Je vous remercie de l’envoi cordial que vous m’avez fait de cet article si remarquable ; j’y suis très sensible et je vous prie d’être assuré de mes sentiments très dévoués et sympathiques
Julien Lanoë
Je médite en ce moment une conférence que l’on m’a demandée sur le crépuscule du romantisme. Je parlerai en particulier de Lautréamont et me permettrai de citer plusieurs passages de votre plaquette qui me seront très utiles.
Si l’unanimisme est aujourd’hui pauvre et livresque, c’est qu’il est devenu un filon littéraire. J'admets que ce soit malgré Jules Romains lui même, mais c’est un fait qui ne se nie pas. On pouvait d’ailleurs le prévoir : le talent des livres qui l’exposaient était trop remarquable pour que le sentiment mis en jeu ne parût plus bientôt qu’un prétexte. Comme vous le dites vous-même, la réussite a été fort belle, et le malentendu s’en est aggravé. Aucun écrivain original n’y échappe : le mode d’expression, ses ressources pour l’avenir retiennent toute l’attention – et quand l’auteur qui l’a créé continue lui-même à l’exploiter avec fruit, tout le reste s’efface aux yeux de son public. Vous ne pouvez m’empêcher de dire que les bandes rouges de la NRF à la devanture des libraires, les articles des critiques professionnels, la satisfaction des dilettantes avides d’une nouvelle formule d’art, ont défloré l’unanimisme et que la vie tout en acte de Robert Garric est infiniment plus émouvante.

• Données brutes

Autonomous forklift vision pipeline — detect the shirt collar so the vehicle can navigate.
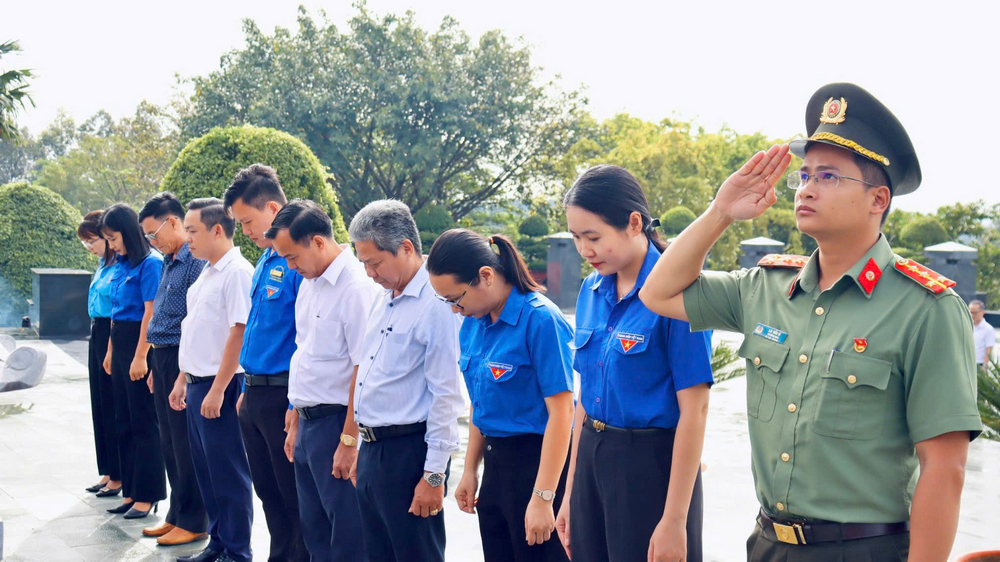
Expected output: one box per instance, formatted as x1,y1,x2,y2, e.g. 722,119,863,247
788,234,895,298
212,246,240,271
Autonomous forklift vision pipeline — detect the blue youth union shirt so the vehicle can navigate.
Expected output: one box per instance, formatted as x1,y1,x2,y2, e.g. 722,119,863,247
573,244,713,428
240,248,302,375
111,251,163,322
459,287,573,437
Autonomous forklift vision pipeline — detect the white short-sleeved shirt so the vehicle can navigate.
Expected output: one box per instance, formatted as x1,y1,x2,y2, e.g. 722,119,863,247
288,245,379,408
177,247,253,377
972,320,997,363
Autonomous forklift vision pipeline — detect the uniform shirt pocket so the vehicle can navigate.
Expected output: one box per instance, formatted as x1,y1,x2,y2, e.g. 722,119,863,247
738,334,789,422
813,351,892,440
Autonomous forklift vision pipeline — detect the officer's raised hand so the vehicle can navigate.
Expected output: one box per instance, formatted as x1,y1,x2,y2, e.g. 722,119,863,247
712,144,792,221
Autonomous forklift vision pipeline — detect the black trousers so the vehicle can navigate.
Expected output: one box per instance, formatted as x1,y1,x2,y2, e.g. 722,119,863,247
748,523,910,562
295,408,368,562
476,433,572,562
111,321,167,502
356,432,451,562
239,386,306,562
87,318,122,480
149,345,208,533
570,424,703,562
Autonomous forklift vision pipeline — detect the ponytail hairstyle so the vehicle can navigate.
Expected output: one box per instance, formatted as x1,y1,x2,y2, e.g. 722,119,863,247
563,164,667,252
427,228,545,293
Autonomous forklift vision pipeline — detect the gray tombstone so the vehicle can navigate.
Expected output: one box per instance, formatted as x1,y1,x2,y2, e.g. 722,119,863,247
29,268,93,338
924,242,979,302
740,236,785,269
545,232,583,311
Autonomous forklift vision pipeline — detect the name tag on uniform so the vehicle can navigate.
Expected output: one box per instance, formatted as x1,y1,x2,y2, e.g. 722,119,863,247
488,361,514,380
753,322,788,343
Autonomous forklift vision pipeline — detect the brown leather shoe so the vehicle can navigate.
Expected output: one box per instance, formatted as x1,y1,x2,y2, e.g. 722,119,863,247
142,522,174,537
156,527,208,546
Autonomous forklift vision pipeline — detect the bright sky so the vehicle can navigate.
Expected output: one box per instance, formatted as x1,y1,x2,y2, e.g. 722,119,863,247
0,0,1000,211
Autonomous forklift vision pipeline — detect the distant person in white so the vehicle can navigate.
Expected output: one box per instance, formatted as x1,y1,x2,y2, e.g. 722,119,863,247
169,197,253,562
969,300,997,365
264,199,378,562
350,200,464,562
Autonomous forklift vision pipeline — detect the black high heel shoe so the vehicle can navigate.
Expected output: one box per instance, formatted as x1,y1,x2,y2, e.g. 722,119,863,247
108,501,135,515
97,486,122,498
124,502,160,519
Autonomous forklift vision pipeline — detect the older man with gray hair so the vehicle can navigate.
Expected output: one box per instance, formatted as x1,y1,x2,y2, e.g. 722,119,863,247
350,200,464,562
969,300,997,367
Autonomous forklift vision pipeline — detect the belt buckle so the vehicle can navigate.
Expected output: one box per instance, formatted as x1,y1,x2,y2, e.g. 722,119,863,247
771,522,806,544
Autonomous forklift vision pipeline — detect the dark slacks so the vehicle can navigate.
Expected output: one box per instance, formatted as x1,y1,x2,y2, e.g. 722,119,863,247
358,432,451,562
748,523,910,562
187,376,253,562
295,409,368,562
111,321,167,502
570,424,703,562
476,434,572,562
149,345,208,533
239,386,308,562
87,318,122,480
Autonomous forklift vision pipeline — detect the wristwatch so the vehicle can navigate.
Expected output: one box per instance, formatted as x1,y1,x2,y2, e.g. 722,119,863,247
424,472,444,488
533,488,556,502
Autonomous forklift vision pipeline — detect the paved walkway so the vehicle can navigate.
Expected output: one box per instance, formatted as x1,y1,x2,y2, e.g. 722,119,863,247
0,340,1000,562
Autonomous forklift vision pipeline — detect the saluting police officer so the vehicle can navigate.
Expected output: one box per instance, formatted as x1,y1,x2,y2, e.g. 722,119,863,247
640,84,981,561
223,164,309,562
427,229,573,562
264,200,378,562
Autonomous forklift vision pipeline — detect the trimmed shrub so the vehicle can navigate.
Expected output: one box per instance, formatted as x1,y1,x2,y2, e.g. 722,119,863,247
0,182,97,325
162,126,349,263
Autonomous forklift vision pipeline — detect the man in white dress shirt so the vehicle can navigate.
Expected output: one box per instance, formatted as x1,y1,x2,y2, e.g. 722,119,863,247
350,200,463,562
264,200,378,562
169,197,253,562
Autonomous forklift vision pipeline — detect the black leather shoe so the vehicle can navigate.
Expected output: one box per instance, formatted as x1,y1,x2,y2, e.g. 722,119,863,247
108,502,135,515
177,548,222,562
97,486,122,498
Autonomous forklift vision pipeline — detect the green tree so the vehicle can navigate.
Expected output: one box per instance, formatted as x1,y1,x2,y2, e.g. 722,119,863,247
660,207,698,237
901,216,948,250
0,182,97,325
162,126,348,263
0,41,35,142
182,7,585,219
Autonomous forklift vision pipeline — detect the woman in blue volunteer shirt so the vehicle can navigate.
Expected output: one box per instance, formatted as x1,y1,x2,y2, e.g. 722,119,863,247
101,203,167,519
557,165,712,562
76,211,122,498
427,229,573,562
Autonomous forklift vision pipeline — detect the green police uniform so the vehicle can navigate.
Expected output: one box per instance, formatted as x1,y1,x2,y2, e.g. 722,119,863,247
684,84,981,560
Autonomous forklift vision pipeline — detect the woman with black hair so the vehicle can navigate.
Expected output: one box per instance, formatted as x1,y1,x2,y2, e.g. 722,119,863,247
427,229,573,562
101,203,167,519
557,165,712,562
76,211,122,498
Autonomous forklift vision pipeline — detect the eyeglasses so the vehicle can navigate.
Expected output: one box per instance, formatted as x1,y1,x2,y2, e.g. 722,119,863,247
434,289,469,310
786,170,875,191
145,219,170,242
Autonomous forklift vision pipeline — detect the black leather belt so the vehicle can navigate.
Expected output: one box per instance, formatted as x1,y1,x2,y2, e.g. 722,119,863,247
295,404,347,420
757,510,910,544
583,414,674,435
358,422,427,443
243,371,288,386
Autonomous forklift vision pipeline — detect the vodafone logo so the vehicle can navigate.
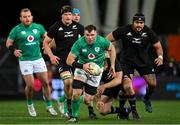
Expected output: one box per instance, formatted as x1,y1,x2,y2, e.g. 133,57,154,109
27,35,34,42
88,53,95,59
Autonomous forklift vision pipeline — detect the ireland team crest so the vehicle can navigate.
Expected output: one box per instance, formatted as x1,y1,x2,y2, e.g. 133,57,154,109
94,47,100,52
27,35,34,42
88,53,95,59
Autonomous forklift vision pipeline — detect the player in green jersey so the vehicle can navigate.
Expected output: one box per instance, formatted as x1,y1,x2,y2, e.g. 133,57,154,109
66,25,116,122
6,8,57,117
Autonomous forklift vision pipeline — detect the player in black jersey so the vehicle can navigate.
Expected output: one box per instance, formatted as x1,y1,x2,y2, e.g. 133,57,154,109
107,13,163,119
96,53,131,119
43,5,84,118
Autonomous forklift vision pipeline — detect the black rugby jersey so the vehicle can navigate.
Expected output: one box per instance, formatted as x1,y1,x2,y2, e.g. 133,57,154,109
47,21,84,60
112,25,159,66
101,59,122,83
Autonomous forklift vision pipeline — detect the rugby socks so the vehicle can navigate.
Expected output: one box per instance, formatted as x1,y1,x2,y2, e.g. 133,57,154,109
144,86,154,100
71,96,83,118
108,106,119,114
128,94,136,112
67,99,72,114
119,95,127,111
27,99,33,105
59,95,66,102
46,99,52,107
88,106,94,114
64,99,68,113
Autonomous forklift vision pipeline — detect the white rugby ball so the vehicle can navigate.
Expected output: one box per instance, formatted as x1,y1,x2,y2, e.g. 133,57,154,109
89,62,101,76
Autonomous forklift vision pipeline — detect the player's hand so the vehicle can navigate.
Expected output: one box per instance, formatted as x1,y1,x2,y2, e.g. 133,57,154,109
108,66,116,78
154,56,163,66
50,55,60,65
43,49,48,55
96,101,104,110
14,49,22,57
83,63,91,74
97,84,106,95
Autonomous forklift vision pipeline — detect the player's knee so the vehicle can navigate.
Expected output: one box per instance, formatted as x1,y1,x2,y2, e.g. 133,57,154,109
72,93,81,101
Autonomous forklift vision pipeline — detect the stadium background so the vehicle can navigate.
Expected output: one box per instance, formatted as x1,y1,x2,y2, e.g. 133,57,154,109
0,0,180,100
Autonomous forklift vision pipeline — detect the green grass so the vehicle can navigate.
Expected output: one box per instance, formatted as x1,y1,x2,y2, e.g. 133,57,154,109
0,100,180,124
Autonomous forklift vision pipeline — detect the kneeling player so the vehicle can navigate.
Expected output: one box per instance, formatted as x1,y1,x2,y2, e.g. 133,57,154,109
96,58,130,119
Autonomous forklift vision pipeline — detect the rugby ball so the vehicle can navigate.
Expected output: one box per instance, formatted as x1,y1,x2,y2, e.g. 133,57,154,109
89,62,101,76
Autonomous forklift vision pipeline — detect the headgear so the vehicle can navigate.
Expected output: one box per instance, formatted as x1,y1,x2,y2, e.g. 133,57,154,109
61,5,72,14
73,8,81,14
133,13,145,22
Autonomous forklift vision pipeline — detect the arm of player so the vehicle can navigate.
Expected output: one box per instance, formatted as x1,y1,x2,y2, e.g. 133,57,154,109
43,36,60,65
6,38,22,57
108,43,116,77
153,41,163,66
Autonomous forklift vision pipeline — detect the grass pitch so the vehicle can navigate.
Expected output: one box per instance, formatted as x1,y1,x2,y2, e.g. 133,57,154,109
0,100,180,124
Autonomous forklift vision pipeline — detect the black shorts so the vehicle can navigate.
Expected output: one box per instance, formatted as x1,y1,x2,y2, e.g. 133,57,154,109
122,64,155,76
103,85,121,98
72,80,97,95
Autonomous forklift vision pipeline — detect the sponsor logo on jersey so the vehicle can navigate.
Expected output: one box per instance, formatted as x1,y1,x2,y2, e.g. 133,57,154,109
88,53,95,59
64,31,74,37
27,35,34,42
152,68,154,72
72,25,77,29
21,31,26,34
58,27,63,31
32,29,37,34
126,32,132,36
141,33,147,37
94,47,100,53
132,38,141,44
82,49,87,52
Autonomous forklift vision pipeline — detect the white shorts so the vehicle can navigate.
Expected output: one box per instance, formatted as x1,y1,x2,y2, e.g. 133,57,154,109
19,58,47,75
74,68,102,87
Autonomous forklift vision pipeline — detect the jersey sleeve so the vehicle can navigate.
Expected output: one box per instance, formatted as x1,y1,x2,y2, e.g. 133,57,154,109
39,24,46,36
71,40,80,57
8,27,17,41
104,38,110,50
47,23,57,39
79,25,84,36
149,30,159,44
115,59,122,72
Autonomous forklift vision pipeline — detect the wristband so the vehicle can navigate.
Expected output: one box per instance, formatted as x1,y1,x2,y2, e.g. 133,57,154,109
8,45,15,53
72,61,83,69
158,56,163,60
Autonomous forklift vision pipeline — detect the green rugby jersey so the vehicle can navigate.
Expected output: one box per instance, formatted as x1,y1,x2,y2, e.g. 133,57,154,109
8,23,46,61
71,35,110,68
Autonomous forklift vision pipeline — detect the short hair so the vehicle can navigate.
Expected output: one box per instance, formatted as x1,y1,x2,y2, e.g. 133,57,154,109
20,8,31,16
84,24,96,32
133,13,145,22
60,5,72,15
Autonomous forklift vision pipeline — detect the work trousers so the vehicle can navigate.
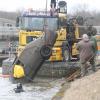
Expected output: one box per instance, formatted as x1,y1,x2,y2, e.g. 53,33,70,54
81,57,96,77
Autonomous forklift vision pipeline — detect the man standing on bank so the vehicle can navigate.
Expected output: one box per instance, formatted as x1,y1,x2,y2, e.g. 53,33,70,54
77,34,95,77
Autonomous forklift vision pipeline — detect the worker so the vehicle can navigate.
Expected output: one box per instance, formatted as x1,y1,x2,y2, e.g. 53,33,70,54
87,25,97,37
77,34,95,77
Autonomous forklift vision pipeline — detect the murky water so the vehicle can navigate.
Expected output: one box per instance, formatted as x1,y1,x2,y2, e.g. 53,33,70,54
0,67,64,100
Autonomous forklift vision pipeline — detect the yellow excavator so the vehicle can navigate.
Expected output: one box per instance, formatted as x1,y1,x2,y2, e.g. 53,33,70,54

• Consigne
Recopiez mot pour mot le passage de l'extrait choisi qui commence à « Je vous remercie » et se termine à « seront très utiles. ».

• Résultat final
Je vous remercie de l’envoi cordial que vous m’avez fait de cet article si remarquable ; j’y suis très sensible et je vous prie d’être assuré de mes sentiments très dévoués et sympathiques
Julien Lanoë
Je médite en ce moment une conférence que l’on m’a demandée sur le crépuscule du romantisme. Je parlerai en particulier de Lautréamont et me permettrai de citer plusieurs passages de votre plaquette qui me seront très utiles.